What is being asked ->
Exact reproduction is required for all entries.

Material for this exercise ->
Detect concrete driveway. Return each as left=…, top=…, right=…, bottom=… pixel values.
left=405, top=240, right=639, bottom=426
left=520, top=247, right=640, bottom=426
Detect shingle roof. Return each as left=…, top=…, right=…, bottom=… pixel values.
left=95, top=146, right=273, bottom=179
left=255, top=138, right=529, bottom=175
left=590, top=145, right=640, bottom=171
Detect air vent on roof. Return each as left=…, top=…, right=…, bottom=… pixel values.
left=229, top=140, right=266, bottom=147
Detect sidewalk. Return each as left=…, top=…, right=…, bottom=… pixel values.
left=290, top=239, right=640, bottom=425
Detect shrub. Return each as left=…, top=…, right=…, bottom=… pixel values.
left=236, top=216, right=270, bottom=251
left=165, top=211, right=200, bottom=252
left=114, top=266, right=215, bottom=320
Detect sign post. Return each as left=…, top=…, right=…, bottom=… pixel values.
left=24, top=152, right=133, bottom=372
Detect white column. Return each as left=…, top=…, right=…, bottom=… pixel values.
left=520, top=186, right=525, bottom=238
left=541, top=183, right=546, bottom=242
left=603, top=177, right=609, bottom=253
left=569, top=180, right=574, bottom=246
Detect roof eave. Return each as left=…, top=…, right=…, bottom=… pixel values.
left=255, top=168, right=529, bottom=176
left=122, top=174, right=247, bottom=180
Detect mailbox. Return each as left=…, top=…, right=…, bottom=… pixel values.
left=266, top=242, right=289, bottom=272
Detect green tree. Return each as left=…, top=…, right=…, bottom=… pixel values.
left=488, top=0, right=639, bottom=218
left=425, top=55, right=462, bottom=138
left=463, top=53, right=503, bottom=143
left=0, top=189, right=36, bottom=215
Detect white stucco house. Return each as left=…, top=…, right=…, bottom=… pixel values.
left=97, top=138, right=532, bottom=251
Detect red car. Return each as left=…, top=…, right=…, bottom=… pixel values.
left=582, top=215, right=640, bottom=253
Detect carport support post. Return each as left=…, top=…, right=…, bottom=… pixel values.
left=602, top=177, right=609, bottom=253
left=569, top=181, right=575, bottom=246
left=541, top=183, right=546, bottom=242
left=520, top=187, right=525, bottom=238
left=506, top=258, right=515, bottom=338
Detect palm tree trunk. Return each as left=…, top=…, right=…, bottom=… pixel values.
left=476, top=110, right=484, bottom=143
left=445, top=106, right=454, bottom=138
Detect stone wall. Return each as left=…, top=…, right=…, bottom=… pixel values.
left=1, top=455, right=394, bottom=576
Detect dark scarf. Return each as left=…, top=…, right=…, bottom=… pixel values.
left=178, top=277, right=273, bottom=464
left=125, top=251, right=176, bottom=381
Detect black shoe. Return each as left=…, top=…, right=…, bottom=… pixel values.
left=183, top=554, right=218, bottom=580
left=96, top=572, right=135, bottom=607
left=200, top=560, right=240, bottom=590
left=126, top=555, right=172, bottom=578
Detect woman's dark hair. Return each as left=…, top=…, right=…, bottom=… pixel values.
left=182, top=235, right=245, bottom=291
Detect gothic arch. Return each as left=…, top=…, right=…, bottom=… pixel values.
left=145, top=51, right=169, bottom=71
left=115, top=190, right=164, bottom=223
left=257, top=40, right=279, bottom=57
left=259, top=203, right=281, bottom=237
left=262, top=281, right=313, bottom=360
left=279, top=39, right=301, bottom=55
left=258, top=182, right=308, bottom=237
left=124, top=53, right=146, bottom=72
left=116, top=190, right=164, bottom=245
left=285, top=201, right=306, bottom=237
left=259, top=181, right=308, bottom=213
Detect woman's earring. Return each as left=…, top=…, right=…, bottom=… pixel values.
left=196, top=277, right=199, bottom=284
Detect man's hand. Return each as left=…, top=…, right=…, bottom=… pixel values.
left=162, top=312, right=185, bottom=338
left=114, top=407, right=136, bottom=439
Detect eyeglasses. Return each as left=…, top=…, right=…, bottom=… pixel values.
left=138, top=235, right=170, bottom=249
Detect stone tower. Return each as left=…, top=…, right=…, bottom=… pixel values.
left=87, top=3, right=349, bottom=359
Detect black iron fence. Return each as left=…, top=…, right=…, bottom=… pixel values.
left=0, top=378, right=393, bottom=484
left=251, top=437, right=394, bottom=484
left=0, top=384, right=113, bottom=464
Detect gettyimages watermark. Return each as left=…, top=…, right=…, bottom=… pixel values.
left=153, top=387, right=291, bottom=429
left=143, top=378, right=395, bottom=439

Final answer ->
Detect concrete driveway. Return each as left=…, top=…, right=…, bottom=… pixel values.
left=405, top=240, right=639, bottom=426
left=520, top=247, right=640, bottom=426
Detect shingle roof. Return each as left=…, top=…, right=…, bottom=… pixel values.
left=95, top=146, right=273, bottom=179
left=255, top=138, right=529, bottom=175
left=590, top=145, right=640, bottom=171
Detect air vent on roof. Return each as left=…, top=…, right=…, bottom=… pixel values.
left=229, top=140, right=266, bottom=147
Detect sidewalk. Return each as left=…, top=…, right=…, bottom=… pixel values.
left=290, top=239, right=640, bottom=425
Detect shrub. Return each as left=…, top=…, right=…, bottom=… pixel values.
left=236, top=216, right=270, bottom=251
left=165, top=211, right=200, bottom=252
left=114, top=266, right=215, bottom=320
Detect sign post. Return each as left=…, top=…, right=…, bottom=… pixel values.
left=24, top=152, right=133, bottom=372
Detect white column. Return each as left=…, top=…, right=…, bottom=… pixel values.
left=520, top=186, right=525, bottom=238
left=541, top=183, right=546, bottom=242
left=603, top=177, right=609, bottom=253
left=569, top=180, right=574, bottom=246
Detect roof eave. Return each as left=…, top=…, right=…, bottom=… pixel values.
left=255, top=168, right=529, bottom=176
left=122, top=174, right=247, bottom=180
Detect mailbox. Return each as left=…, top=…, right=…, bottom=… pixel values.
left=266, top=242, right=289, bottom=272
Detect green tree. Return each as left=…, top=…, right=…, bottom=… pixel values.
left=488, top=0, right=639, bottom=218
left=425, top=55, right=462, bottom=138
left=463, top=53, right=503, bottom=143
left=0, top=189, right=36, bottom=215
Detect white stucco house. Return each as left=…, top=…, right=…, bottom=… pixel values.
left=97, top=138, right=532, bottom=251
Detect red car. Return each as left=…, top=…, right=…, bottom=… pixel values.
left=582, top=215, right=640, bottom=253
Detect carport support post. Return each as left=…, top=…, right=…, bottom=… pixel values.
left=602, top=177, right=609, bottom=253
left=569, top=181, right=575, bottom=246
left=541, top=183, right=546, bottom=242
left=520, top=187, right=525, bottom=238
left=506, top=258, right=515, bottom=338
Detect palm tree trunk. Return each as left=…, top=…, right=…, bottom=… pixel values.
left=476, top=110, right=484, bottom=143
left=445, top=106, right=454, bottom=138
Detect stone wall. Return each as left=…, top=…, right=…, bottom=… pixel values.
left=1, top=455, right=394, bottom=576
Detect dark scarf. Return each as left=…, top=…, right=…, bottom=… pixel values.
left=178, top=277, right=273, bottom=464
left=125, top=251, right=176, bottom=381
Detect black shoe. Return each as left=…, top=…, right=…, bottom=… pixel values.
left=183, top=554, right=218, bottom=580
left=96, top=572, right=135, bottom=607
left=200, top=560, right=240, bottom=590
left=126, top=555, right=172, bottom=578
Detect woman's dark hair. Return each as left=…, top=…, right=…, bottom=… pixel values.
left=182, top=235, right=245, bottom=291
Detect gothic arch. Return each as left=…, top=…, right=…, bottom=… pixel values.
left=145, top=51, right=169, bottom=71
left=115, top=190, right=164, bottom=223
left=257, top=40, right=279, bottom=57
left=259, top=203, right=281, bottom=237
left=262, top=281, right=313, bottom=360
left=279, top=39, right=301, bottom=55
left=258, top=182, right=308, bottom=237
left=124, top=53, right=146, bottom=72
left=116, top=190, right=164, bottom=245
left=285, top=201, right=306, bottom=237
left=259, top=181, right=308, bottom=213
Detect woman's earring. Return each as left=…, top=…, right=…, bottom=… pixel values.
left=196, top=277, right=199, bottom=284
Detect man's hand. Return each as left=…, top=…, right=…, bottom=… pixel values.
left=162, top=312, right=185, bottom=338
left=114, top=407, right=136, bottom=439
Detect eyeglasses. Return each as left=…, top=…, right=…, bottom=… pixel values.
left=138, top=235, right=170, bottom=249
Detect stone tower. Return each as left=…, top=…, right=…, bottom=… pixel values.
left=87, top=3, right=349, bottom=359
Detect black iron fence. Return each as left=…, top=…, right=…, bottom=… pixel values.
left=0, top=378, right=393, bottom=484
left=251, top=437, right=394, bottom=484
left=0, top=384, right=113, bottom=464
Detect gettyimages watermark. Return each as left=…, top=…, right=…, bottom=… pixel values.
left=153, top=387, right=291, bottom=429
left=143, top=378, right=395, bottom=439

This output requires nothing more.